■ **Task**:
Each line of the data should be transcribed exactly as given.

■ **Exercise material**:
--------

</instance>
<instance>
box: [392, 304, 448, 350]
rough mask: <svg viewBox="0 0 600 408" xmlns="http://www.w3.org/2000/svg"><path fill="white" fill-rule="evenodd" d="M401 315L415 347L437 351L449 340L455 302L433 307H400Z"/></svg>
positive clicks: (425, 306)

--------

■ **Solved exercise**:
</instance>
<instance>
box: [392, 304, 448, 350]
rough mask: <svg viewBox="0 0 600 408" xmlns="http://www.w3.org/2000/svg"><path fill="white" fill-rule="evenodd" d="M401 315L415 347L437 351L449 340L455 302L433 307H400Z"/></svg>
positive clicks: (425, 306)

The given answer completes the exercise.